↓

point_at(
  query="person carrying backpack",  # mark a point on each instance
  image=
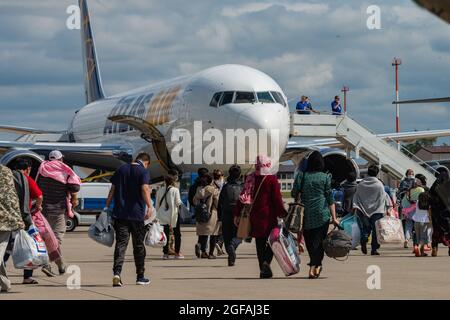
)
(227, 201)
(422, 224)
(261, 194)
(206, 201)
(314, 187)
(191, 194)
(168, 201)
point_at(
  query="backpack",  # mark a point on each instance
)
(201, 212)
(165, 198)
(337, 244)
(294, 219)
(233, 192)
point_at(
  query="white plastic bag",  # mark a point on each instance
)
(29, 250)
(389, 230)
(102, 230)
(155, 236)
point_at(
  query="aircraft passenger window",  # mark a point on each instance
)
(245, 97)
(265, 97)
(279, 98)
(215, 100)
(227, 97)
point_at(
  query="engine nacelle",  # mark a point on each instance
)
(9, 159)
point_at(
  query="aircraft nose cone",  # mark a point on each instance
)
(269, 122)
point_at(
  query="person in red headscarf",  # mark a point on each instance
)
(266, 206)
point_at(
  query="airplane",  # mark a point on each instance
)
(110, 130)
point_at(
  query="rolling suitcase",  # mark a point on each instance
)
(285, 250)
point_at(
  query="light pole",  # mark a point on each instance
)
(345, 89)
(395, 63)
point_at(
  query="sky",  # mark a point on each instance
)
(308, 47)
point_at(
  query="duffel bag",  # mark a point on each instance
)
(337, 244)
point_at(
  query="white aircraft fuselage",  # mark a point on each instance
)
(177, 104)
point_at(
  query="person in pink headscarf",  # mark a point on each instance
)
(59, 185)
(266, 207)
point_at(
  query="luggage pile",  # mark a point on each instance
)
(285, 250)
(389, 230)
(29, 250)
(102, 230)
(155, 236)
(351, 228)
(337, 244)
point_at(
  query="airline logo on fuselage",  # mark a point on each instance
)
(153, 108)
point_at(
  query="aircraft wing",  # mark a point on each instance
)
(24, 130)
(414, 135)
(297, 148)
(441, 8)
(90, 155)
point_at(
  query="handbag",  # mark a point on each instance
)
(165, 198)
(337, 244)
(202, 214)
(245, 227)
(443, 191)
(294, 219)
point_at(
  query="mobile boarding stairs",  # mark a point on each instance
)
(362, 141)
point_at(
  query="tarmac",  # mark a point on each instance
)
(401, 276)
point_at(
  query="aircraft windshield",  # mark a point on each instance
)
(227, 97)
(215, 100)
(245, 97)
(265, 97)
(223, 98)
(279, 98)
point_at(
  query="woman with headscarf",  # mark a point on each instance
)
(440, 215)
(266, 206)
(314, 186)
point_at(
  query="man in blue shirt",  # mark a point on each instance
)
(336, 108)
(132, 206)
(304, 106)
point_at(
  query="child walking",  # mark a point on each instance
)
(422, 224)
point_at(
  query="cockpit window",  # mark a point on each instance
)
(215, 100)
(279, 98)
(245, 97)
(265, 97)
(227, 97)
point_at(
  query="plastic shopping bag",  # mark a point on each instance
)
(102, 230)
(48, 235)
(389, 230)
(351, 227)
(29, 250)
(155, 236)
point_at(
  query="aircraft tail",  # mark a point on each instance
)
(92, 79)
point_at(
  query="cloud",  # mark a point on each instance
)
(254, 7)
(308, 47)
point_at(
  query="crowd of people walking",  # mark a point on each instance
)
(227, 212)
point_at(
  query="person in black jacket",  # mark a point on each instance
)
(192, 191)
(440, 215)
(227, 200)
(349, 187)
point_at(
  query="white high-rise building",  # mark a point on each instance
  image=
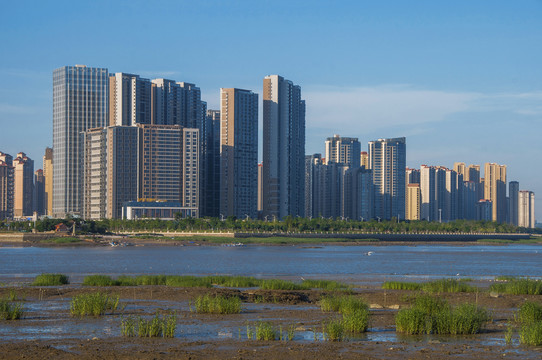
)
(526, 216)
(387, 159)
(80, 102)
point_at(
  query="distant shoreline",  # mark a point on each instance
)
(201, 239)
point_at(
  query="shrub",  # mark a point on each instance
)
(154, 327)
(435, 316)
(93, 304)
(400, 285)
(342, 304)
(10, 310)
(99, 280)
(521, 286)
(531, 334)
(447, 285)
(277, 284)
(51, 280)
(334, 330)
(207, 304)
(329, 285)
(530, 312)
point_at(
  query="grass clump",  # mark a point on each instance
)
(10, 310)
(521, 286)
(99, 280)
(431, 315)
(208, 304)
(530, 312)
(437, 286)
(93, 304)
(328, 285)
(277, 284)
(531, 334)
(401, 285)
(447, 285)
(51, 280)
(334, 330)
(154, 327)
(234, 281)
(188, 281)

↑

| Task details |
Total the lines in the records above that contain the string "person". Write only that total.

| Task output |
4